**PROVIDED PASSAGE**
»»
Looking for Sign Posts

The doctor of the future will no longer treat the human frame with drugs, but will rather cure and prevent disease with nutrition.  Thomas Edison

Disease aside, I feel I have always known that what I put into my body in terms of food, played a huge role in my health.  However, somewhere along the way I have lost my feeling of being connected to how I am fueling my body.  Last week I decided to reconnect to my food intake and see how it would affect my overall health.

Which “diet” you choose to follow is not really the point of this entry.  The more important point is for all of us to start listening to our bodies more and to start to hear what our bodies like and what they don’t.  For way too many years, I have ate food that made me feel uncomfortable and guilty.  How many times have I ate foods and instantly started wondering why I had ate that.  I used to be a dancer.  I knew what kind of food I needed to eat to have energy for activity.  I was a dance teacher in a studio that was run by an elderly dancer.  Every day that I would come in to teach, she would have slices of cheese and chicken stock for us to drink before we started work.  When I had a relapse 5 years ago, I went to see a naturopath who recommended I try an elimination diet to see what my body reacted well to and what it didn’t.  I found out that my body did not like gluten and  most dairy.  I have reintroduced these items at times.  The outcome is never positive.  Dairy makes me have a lot of gastrointestinal problems, and gluten gives me acid reflux instantly and makes me extremely bloated.  These have all been flashing road signs along my life journey.  For some reason, most of us silence these notifications that our bodies send to us.

In the stage I am now of my MS progression, mobility is a major concern.  It is harder for me to move around without an assistive device and when I do have a fall, it is increasingly hard for me to get back up.  I know that I am carrying way too much weight for my frame and current strength level.  My first attempt to listen to the signs, came 5 years ago when I cut out gluten and most dairy.  Both of those substances are very inflammatory.  When you have an autoimmune disease, inflammation is the last thing you need in your life.  I also started gardening at that time because I wanted to know what my produce was grown in and nothing is more satisfying to me than walking into my backyard and coming in with all the fixings for a salad.  However, with all the changes I have made, my body still wasn’t letting go of the extra weight that I had accumulated over the past 18 years.  I am very limited in terms of what I can do in terms of exercise now, so most of my weight loss will be coming from diet.  I am not discouraging exercise, but I believe as do many others that most of our weight is determined by what we put in our mouth rather than how many times we go to the gym.  My goal is to lose weight so that I can start to be more active even if for me that means using my walker for a longer distance.
««
Referring-expression pointing data
»»
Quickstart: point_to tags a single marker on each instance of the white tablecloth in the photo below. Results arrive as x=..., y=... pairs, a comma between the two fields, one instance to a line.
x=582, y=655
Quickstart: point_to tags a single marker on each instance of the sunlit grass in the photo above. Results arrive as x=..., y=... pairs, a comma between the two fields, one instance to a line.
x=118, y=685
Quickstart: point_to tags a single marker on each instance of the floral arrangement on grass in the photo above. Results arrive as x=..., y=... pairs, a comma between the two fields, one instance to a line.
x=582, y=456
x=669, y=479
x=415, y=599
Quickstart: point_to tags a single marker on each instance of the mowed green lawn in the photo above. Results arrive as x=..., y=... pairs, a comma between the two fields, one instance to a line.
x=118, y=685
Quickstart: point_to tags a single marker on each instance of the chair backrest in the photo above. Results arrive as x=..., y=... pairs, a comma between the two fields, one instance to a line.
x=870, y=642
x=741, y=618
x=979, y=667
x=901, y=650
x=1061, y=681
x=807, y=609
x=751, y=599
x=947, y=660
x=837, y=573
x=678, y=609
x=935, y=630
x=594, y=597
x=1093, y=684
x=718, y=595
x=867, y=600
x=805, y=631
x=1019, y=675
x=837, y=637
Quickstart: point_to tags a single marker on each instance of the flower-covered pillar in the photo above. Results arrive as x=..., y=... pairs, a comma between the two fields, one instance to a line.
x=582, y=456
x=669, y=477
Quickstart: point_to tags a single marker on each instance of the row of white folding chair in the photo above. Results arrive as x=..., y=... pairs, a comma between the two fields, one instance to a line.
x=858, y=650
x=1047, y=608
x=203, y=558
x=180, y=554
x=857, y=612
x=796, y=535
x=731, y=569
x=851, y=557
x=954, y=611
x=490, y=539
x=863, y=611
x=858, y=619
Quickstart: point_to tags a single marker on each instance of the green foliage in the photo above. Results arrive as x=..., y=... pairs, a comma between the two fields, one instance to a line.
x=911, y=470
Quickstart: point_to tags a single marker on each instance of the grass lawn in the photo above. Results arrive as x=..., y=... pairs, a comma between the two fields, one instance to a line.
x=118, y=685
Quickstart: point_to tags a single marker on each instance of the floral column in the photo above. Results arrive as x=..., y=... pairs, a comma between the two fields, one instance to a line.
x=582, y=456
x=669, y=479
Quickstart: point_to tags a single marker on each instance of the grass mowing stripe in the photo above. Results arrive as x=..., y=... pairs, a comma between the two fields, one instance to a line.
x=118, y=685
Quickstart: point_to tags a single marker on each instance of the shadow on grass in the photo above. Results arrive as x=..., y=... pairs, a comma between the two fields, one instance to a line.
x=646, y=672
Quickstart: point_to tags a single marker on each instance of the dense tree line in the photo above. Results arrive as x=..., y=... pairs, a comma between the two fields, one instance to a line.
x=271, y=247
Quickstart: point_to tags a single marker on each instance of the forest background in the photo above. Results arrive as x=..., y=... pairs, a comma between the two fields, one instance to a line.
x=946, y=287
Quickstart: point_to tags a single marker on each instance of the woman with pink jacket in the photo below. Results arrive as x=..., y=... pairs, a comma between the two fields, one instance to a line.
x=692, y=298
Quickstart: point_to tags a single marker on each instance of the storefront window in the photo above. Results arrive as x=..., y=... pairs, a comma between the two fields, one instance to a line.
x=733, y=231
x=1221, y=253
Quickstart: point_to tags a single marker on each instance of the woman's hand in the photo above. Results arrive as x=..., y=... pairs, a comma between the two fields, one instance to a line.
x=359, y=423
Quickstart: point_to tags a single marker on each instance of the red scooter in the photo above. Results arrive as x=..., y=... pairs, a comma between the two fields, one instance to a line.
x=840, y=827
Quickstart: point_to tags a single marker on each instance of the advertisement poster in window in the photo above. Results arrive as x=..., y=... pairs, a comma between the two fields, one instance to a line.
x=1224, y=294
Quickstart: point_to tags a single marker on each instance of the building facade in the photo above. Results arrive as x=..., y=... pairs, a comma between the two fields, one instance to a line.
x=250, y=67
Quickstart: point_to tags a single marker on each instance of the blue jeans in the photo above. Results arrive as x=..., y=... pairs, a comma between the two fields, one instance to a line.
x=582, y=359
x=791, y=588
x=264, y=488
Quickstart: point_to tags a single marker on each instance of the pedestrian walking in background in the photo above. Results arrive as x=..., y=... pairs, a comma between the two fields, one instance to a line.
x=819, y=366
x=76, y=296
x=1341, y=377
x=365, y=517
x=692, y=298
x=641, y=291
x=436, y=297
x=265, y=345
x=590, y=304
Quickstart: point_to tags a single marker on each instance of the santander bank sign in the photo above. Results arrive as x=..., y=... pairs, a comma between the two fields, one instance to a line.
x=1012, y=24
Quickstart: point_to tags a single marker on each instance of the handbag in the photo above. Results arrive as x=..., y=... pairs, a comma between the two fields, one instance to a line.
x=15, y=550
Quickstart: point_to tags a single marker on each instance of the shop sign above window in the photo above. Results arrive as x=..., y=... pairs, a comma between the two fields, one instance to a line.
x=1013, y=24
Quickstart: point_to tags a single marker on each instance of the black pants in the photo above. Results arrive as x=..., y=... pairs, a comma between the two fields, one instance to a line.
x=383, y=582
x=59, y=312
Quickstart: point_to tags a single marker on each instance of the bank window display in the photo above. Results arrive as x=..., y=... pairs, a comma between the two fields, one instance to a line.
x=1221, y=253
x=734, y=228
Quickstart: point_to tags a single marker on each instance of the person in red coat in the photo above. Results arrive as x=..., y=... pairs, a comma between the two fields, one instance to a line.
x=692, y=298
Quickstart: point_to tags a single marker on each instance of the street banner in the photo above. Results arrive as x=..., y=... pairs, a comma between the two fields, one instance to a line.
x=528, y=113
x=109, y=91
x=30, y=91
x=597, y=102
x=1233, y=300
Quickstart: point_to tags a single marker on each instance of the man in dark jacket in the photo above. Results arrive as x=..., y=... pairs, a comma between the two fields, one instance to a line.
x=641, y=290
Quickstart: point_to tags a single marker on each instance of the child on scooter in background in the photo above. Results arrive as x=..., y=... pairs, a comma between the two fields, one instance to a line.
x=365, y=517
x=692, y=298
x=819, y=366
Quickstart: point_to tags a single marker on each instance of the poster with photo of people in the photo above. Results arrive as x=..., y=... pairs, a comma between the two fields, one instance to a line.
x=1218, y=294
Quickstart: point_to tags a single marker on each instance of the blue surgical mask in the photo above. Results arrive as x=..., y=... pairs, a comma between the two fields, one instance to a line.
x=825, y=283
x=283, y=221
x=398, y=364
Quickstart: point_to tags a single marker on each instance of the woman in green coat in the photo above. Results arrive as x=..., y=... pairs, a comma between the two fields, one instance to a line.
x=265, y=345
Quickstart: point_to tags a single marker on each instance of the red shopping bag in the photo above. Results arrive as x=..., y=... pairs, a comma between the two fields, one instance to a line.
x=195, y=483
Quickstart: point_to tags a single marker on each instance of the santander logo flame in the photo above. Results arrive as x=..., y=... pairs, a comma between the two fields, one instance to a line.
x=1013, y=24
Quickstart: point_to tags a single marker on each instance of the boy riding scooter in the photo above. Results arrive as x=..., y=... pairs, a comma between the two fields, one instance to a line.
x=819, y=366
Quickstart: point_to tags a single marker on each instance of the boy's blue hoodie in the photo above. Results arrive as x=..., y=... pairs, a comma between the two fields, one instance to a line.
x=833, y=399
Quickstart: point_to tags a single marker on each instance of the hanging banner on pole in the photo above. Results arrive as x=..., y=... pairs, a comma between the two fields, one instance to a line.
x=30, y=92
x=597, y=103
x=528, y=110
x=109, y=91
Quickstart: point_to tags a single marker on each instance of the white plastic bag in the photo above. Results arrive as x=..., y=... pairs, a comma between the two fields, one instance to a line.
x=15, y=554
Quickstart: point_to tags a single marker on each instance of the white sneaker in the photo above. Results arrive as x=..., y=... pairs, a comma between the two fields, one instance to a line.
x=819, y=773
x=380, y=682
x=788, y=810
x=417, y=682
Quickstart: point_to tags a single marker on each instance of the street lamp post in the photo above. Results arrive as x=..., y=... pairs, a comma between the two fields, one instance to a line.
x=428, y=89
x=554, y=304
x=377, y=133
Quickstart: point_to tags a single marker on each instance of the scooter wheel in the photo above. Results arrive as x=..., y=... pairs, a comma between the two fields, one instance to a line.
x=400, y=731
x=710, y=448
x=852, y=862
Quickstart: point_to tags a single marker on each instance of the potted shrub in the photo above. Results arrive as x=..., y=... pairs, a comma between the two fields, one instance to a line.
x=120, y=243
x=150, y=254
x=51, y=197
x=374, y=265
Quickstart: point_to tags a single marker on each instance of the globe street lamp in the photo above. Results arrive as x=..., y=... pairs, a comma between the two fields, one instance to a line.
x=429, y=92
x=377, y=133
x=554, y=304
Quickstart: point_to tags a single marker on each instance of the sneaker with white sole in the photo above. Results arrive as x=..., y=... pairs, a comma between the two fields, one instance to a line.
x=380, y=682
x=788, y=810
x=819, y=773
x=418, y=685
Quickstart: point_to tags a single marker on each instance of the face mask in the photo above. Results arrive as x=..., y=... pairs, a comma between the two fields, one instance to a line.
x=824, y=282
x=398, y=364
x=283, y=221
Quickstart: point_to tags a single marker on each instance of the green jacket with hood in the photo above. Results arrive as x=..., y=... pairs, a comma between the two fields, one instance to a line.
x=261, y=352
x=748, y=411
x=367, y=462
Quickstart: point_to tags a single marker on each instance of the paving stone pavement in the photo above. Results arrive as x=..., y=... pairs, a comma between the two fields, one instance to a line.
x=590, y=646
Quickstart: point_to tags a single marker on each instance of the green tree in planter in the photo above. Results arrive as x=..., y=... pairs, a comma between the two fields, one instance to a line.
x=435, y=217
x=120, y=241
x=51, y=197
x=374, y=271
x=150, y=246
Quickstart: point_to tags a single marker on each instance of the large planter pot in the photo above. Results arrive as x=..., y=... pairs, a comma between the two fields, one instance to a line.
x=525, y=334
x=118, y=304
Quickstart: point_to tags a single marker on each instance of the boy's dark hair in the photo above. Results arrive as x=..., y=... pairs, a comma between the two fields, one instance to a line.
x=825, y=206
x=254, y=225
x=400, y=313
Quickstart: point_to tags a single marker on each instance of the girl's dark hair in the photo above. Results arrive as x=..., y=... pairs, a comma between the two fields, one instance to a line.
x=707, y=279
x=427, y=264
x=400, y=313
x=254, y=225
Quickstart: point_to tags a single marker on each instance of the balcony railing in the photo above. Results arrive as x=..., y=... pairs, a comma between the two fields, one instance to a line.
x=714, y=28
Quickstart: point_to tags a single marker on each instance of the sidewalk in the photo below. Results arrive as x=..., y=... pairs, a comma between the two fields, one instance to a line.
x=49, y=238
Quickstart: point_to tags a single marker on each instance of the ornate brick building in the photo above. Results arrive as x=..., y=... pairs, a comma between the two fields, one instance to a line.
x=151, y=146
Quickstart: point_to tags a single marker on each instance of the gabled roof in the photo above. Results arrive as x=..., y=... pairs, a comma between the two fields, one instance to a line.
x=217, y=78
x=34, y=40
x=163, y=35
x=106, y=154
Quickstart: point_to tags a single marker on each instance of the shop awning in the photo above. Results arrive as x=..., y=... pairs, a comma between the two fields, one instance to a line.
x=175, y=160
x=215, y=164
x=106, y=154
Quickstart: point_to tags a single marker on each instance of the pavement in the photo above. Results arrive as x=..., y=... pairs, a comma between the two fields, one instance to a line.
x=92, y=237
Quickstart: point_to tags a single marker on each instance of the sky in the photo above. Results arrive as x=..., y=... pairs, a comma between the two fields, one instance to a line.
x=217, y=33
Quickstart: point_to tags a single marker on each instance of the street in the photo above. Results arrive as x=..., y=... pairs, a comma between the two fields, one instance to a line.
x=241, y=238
««
**TASK TO COMPLETE**
From the passage on food and health, extract the part that begins at the words "The doctor of" and stops after the words "my overall health.".

**SOLUTION TO THE EXERCISE**
The doctor of the future will no longer treat the human frame with drugs, but will rather cure and prevent disease with nutrition.  Thomas Edison

Disease aside, I feel I have always known that what I put into my body in terms of food, played a huge role in my health.  However, somewhere along the way I have lost my feeling of being connected to how I am fueling my body.  Last week I decided to reconnect to my food intake and see how it would affect my overall health.